Transcreva a listagem abaixo do começo ao fim, reproduzindo cada linha sem nenhuma alteração.

#### INFORMAÇÕES FORNECIDAS ####

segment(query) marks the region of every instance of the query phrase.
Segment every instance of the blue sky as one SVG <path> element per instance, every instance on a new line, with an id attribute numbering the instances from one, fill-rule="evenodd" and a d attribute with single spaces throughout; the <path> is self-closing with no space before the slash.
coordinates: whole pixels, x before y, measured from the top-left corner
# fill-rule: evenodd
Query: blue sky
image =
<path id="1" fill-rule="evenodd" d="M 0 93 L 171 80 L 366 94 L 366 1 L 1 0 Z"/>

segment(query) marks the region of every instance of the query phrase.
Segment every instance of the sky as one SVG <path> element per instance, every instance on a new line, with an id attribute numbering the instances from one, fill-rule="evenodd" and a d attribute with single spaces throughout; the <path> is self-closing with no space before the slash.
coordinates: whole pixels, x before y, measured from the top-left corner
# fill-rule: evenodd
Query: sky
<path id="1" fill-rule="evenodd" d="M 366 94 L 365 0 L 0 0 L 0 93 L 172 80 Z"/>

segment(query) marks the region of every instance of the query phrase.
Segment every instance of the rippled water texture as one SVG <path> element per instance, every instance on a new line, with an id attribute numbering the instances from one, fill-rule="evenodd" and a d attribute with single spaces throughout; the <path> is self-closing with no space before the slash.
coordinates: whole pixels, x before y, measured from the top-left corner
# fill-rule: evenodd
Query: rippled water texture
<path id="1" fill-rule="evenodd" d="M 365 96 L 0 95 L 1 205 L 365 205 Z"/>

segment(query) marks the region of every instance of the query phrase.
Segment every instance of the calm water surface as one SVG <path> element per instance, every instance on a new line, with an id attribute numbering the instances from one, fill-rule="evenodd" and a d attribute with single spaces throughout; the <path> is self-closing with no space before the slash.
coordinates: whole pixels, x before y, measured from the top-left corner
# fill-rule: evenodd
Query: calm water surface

####

- RESPOSTA AO EXERCÍCIO:
segment(query) marks the region of every instance of the query phrase.
Segment every instance of the blue sky as one SVG <path> element per instance, every instance on a new line, with an id attribute numbering the instances from one, fill-rule="evenodd" and a d attribute with single spaces throughout; the <path> is self-closing with no space before the slash.
coordinates: whole pixels, x before y, measured from the top-left corner
# fill-rule: evenodd
Query: blue sky
image =
<path id="1" fill-rule="evenodd" d="M 0 93 L 171 80 L 366 94 L 366 1 L 1 0 Z"/>

segment(query) marks the region of every instance of the query phrase.
Segment every instance of the sky as one SVG <path> element per instance, every instance on a new line, with an id attribute numbering the instances from one, fill-rule="evenodd" and a d attribute with single spaces throughout; the <path> is self-closing with no space before the slash.
coordinates: whole pixels, x before y, measured from the top-left corner
# fill-rule: evenodd
Query: sky
<path id="1" fill-rule="evenodd" d="M 366 94 L 365 0 L 0 0 L 0 93 L 172 80 Z"/>

segment(query) marks the region of every instance of the query phrase.
Segment every instance of the rippled water texture as one SVG <path> element per instance, every instance on a new line, with an id attribute numbering the instances from one, fill-rule="evenodd" and a d attribute with single spaces throughout; the <path> is self-closing with no space before the slash.
coordinates: whole pixels, x before y, measured from the top-left corner
# fill-rule: evenodd
Query: rippled water texture
<path id="1" fill-rule="evenodd" d="M 365 96 L 0 95 L 1 205 L 365 205 Z"/>

segment(query) marks the region of every instance of the query phrase.
Segment every instance of the calm water surface as one SVG <path> element per instance, every instance on a new line, with an id attribute numbering the instances from one, fill-rule="evenodd" and a d attribute with single spaces throughout; the <path> is self-closing with no space before the slash.
coordinates: whole pixels, x before y, measured from the top-left corner
# fill-rule: evenodd
Query: calm water surface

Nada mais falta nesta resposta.